**WRITTEN REQUEST**.
From the entries below, extract every line that contains the word "pendant" and copy each such line unchanged.

**RECORDED DATA**.
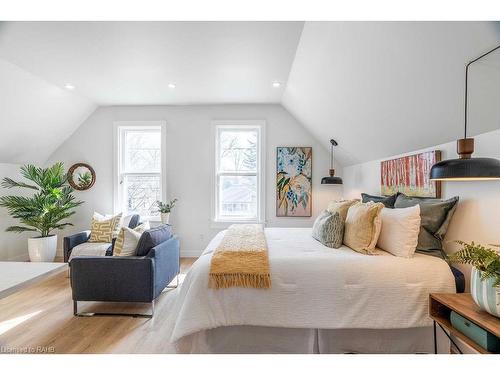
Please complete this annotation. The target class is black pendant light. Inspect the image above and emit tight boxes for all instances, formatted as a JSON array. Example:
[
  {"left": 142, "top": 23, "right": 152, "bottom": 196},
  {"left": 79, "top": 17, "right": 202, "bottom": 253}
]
[
  {"left": 430, "top": 46, "right": 500, "bottom": 181},
  {"left": 321, "top": 139, "right": 342, "bottom": 185}
]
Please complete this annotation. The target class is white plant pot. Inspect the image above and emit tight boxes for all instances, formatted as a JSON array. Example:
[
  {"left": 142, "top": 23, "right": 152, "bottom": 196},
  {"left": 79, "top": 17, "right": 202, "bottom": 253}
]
[
  {"left": 28, "top": 234, "right": 57, "bottom": 262},
  {"left": 470, "top": 268, "right": 500, "bottom": 318},
  {"left": 160, "top": 212, "right": 170, "bottom": 224}
]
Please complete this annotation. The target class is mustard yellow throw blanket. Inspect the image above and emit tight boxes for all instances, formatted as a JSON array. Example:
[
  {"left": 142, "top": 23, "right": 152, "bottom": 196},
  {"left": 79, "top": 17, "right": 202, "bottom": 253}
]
[{"left": 208, "top": 224, "right": 271, "bottom": 289}]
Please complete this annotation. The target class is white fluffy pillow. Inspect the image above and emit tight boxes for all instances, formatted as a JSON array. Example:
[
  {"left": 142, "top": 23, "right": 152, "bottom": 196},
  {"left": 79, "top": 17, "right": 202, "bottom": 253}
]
[{"left": 377, "top": 204, "right": 420, "bottom": 258}]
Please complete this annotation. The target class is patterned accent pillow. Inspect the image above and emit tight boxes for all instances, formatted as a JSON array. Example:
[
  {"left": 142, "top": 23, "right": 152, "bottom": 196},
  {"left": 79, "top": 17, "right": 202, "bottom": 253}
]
[
  {"left": 113, "top": 222, "right": 149, "bottom": 257},
  {"left": 89, "top": 213, "right": 122, "bottom": 242},
  {"left": 344, "top": 202, "right": 384, "bottom": 255},
  {"left": 312, "top": 210, "right": 344, "bottom": 249}
]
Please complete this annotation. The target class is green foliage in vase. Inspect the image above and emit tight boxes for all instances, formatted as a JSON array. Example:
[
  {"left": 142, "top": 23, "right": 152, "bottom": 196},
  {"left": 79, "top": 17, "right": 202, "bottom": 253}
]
[
  {"left": 448, "top": 241, "right": 500, "bottom": 287},
  {"left": 0, "top": 163, "right": 83, "bottom": 237},
  {"left": 156, "top": 198, "right": 178, "bottom": 214}
]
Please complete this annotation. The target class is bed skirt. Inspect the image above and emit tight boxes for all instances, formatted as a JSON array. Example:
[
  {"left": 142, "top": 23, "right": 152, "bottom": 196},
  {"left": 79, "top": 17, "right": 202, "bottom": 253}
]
[{"left": 176, "top": 326, "right": 449, "bottom": 354}]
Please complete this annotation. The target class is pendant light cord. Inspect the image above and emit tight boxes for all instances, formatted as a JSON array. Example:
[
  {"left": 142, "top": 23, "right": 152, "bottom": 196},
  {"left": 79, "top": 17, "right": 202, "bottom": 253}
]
[
  {"left": 464, "top": 46, "right": 500, "bottom": 138},
  {"left": 330, "top": 139, "right": 338, "bottom": 169}
]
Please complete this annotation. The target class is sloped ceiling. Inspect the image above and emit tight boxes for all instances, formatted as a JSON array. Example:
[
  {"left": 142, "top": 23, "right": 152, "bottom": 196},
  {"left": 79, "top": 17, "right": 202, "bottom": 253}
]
[
  {"left": 0, "top": 22, "right": 303, "bottom": 164},
  {"left": 0, "top": 22, "right": 500, "bottom": 165},
  {"left": 0, "top": 22, "right": 303, "bottom": 105},
  {"left": 283, "top": 22, "right": 500, "bottom": 165},
  {"left": 0, "top": 59, "right": 96, "bottom": 164}
]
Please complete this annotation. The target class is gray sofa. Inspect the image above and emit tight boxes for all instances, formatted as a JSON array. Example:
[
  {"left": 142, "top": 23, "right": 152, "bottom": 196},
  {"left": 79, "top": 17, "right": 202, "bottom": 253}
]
[
  {"left": 63, "top": 215, "right": 141, "bottom": 263},
  {"left": 70, "top": 225, "right": 180, "bottom": 317}
]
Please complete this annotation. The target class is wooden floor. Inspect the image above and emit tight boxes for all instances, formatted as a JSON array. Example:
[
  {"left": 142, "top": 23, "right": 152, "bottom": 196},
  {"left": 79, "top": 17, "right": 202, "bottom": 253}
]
[{"left": 0, "top": 258, "right": 196, "bottom": 353}]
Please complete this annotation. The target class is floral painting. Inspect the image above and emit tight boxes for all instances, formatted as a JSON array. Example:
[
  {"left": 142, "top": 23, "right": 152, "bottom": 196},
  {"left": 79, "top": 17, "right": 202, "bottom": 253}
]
[
  {"left": 380, "top": 151, "right": 441, "bottom": 198},
  {"left": 276, "top": 147, "right": 312, "bottom": 217}
]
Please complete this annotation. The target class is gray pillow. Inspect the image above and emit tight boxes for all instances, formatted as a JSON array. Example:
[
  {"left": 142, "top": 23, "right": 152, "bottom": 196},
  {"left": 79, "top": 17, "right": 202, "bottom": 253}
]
[
  {"left": 312, "top": 210, "right": 344, "bottom": 249},
  {"left": 394, "top": 194, "right": 459, "bottom": 255},
  {"left": 361, "top": 193, "right": 399, "bottom": 208},
  {"left": 136, "top": 224, "right": 172, "bottom": 257}
]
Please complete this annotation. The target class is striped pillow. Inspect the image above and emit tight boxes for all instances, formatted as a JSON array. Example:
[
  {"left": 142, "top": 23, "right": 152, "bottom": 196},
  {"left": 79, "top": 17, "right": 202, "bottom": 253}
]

**EXERCISE RESPONSE**.
Please complete this annotation. The target class is black pendant light. Inspect the image above and emit tight boxes for all instances, formatted as a JSON array. Example:
Please complete this annotation. The target class is pendant light cord. Inspect the image above and emit tight boxes for all instances, formatted as a JSON array. Example:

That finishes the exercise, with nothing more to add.